■ **DATA FOR THIS EXERCISE**:
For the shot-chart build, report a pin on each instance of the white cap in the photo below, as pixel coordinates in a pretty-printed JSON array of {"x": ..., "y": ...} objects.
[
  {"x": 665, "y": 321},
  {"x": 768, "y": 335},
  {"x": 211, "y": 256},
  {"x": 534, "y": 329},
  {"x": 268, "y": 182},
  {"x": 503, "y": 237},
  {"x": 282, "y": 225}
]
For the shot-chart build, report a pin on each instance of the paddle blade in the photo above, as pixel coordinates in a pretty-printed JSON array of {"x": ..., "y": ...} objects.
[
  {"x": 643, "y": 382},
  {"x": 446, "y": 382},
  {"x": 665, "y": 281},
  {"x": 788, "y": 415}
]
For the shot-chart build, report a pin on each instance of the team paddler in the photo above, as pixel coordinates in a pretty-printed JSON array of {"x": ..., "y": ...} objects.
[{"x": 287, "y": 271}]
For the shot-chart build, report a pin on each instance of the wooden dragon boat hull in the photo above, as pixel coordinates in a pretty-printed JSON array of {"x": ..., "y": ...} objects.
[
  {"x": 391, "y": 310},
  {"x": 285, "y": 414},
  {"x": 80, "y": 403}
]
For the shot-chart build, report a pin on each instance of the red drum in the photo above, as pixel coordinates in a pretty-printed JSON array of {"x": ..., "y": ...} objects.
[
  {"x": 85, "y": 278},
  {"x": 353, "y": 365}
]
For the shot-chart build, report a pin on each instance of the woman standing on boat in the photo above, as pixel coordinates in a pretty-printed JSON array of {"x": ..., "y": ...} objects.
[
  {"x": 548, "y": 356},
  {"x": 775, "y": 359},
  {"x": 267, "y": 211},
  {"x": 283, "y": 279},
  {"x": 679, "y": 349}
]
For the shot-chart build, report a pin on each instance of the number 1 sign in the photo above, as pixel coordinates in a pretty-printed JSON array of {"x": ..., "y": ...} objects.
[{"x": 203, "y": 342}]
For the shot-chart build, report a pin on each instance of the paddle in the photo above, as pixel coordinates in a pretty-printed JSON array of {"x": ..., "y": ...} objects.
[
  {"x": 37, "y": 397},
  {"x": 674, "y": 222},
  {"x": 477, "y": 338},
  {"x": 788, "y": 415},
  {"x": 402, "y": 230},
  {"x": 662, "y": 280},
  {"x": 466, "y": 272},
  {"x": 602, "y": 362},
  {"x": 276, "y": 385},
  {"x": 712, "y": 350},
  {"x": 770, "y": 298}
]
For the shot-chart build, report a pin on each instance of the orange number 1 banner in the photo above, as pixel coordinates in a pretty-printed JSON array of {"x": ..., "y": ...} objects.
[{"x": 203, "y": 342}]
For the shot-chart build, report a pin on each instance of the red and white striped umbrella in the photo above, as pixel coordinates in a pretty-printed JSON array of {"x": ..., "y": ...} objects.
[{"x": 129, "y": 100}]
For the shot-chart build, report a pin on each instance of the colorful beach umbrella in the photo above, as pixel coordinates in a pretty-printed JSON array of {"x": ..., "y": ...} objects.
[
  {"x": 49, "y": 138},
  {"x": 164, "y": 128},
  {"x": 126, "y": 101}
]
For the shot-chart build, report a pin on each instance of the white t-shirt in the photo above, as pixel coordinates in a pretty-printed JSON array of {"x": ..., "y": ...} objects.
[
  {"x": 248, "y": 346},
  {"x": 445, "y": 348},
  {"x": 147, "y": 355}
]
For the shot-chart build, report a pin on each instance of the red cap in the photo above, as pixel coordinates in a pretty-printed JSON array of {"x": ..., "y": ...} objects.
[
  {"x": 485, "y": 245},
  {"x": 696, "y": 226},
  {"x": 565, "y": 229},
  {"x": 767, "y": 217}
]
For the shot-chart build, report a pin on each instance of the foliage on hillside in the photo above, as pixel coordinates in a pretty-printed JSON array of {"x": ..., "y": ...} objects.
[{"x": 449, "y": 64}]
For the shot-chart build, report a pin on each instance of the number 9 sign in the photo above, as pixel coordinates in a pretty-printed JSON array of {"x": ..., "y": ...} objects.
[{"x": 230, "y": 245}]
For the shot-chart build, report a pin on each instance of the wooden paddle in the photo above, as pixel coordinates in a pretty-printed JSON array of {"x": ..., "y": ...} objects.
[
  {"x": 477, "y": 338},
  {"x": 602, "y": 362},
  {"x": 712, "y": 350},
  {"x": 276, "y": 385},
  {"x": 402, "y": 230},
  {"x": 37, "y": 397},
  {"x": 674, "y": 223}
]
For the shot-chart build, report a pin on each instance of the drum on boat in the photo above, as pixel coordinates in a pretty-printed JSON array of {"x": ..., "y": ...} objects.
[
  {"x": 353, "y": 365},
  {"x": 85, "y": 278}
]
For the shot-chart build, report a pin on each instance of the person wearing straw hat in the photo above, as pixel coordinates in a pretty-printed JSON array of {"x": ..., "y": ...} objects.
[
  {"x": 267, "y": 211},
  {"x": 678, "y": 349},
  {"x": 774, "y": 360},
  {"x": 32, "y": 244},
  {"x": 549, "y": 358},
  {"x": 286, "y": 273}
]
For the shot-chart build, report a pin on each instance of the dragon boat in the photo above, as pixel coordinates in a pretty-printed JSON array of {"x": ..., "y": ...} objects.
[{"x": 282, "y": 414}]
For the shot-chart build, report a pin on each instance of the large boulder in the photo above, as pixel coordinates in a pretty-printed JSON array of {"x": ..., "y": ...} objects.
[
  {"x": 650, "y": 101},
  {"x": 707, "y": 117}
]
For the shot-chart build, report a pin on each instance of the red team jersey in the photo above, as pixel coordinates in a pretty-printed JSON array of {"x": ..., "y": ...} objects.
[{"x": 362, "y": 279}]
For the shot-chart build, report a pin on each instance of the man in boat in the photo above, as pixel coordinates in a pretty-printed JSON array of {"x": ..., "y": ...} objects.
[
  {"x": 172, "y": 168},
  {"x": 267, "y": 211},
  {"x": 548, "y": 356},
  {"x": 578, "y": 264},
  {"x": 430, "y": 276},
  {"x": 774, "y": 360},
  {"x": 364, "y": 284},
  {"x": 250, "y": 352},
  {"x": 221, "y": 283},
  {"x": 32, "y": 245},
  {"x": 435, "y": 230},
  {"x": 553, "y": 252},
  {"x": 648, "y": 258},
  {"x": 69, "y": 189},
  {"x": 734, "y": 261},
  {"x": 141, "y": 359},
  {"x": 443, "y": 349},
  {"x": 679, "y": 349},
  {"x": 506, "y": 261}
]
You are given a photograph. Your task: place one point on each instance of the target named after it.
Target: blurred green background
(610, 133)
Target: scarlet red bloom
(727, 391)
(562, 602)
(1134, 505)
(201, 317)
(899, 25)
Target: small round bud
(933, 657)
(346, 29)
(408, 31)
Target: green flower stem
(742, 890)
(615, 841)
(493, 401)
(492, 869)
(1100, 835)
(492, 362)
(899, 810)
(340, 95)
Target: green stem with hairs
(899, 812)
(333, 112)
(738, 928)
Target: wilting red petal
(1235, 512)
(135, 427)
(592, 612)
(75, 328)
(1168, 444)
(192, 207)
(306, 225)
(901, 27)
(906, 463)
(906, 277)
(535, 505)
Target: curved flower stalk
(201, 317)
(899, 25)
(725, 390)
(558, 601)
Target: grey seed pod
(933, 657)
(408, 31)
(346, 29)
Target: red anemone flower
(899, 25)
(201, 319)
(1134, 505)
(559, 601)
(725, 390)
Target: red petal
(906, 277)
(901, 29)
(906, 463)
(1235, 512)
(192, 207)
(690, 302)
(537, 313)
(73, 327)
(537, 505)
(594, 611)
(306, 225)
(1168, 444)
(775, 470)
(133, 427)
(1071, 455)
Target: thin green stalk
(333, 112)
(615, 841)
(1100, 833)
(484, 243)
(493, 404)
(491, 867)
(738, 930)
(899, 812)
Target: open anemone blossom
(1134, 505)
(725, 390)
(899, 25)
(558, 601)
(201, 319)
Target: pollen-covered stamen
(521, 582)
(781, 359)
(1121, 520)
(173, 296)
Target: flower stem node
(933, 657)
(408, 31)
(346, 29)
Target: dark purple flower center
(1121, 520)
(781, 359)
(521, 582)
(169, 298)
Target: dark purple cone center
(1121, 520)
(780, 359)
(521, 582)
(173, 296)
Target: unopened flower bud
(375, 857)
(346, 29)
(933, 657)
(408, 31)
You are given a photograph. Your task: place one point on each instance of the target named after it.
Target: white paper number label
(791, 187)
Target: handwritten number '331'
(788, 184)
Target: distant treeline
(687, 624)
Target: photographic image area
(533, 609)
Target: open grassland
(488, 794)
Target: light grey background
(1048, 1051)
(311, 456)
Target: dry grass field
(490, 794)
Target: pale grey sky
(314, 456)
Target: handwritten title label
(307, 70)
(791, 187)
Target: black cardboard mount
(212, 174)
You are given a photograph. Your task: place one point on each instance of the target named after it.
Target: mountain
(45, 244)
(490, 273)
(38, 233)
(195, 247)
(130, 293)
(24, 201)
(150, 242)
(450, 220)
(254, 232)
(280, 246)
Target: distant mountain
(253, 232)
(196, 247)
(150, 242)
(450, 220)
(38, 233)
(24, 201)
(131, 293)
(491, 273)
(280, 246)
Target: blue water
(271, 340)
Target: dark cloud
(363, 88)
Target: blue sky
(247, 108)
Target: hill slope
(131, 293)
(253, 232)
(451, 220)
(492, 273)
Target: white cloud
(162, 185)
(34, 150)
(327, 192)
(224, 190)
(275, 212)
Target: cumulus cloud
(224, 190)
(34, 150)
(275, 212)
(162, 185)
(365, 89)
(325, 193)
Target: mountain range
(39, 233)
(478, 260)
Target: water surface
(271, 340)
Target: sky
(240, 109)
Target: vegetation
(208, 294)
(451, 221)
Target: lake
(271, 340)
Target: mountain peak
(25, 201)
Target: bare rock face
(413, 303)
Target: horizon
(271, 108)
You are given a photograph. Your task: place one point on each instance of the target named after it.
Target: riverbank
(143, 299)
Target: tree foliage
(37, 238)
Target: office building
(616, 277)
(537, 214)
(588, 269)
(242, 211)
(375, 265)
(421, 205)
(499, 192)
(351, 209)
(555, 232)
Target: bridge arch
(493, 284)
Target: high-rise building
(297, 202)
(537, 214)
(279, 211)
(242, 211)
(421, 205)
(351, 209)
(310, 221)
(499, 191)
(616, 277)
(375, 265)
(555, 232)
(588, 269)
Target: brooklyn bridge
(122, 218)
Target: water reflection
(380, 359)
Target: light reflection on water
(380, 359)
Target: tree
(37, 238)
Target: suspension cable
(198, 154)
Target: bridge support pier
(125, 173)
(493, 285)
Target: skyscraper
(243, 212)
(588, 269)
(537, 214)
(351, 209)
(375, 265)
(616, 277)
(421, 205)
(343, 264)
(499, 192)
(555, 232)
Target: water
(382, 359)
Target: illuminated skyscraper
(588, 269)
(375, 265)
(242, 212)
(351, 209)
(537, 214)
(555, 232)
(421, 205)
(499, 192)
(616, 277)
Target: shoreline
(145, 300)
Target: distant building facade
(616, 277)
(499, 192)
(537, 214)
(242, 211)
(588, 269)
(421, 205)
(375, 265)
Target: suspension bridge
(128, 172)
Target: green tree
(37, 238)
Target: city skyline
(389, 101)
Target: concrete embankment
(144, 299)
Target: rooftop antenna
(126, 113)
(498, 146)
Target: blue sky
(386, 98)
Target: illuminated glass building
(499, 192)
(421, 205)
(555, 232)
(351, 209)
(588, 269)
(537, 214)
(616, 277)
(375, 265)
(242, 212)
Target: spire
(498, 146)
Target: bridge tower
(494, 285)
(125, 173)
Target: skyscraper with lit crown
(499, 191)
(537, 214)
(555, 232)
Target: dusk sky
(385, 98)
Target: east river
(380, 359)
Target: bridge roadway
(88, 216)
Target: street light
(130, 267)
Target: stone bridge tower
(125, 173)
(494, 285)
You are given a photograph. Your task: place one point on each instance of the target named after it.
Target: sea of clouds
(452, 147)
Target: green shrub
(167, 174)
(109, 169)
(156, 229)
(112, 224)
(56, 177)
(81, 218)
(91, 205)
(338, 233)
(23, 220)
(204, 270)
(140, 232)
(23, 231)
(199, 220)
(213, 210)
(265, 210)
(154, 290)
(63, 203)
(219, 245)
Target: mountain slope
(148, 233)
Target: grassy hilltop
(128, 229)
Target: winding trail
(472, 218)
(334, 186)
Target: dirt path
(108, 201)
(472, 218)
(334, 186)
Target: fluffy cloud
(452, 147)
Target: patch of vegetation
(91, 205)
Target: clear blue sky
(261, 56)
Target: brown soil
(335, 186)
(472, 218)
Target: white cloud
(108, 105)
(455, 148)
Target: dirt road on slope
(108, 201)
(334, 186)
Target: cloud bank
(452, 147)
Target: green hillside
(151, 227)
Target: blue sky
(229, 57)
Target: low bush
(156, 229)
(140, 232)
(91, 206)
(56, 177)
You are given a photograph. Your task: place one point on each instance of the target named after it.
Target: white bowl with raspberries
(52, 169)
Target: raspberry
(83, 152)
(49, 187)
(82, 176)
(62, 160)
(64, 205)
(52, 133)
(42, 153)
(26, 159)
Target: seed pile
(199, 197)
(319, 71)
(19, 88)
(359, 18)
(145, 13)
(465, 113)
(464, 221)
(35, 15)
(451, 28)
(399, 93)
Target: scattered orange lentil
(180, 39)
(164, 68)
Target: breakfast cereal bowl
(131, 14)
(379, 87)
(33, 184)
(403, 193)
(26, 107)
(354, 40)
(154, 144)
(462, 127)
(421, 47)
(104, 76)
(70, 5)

■ **WORK INSTRUCTIONS**:
Output the line containing "Target: cloud bank" and all lines after it to the end of the records, exactly as given.

■ **COMPLETED EXERCISE**:
Target: cloud bank
(452, 147)
Target: green hillside
(151, 227)
Target: blue sky
(229, 57)
Target: low bush
(156, 229)
(140, 232)
(91, 206)
(56, 177)
You are given a photograph. Your task: place one point on each instance of the target named after it.
Target: white bowl with raspberries
(52, 169)
Target: raspberry
(83, 152)
(49, 187)
(82, 176)
(62, 160)
(64, 205)
(52, 133)
(42, 153)
(26, 159)
Target: seed pile
(199, 197)
(319, 71)
(19, 88)
(359, 18)
(145, 13)
(465, 113)
(464, 221)
(35, 15)
(451, 28)
(399, 93)
Target: scattered orange lentil
(180, 39)
(164, 68)
Target: breakfast cereal bowl
(131, 14)
(379, 87)
(33, 184)
(403, 193)
(26, 107)
(354, 40)
(154, 144)
(462, 127)
(421, 47)
(104, 76)
(70, 5)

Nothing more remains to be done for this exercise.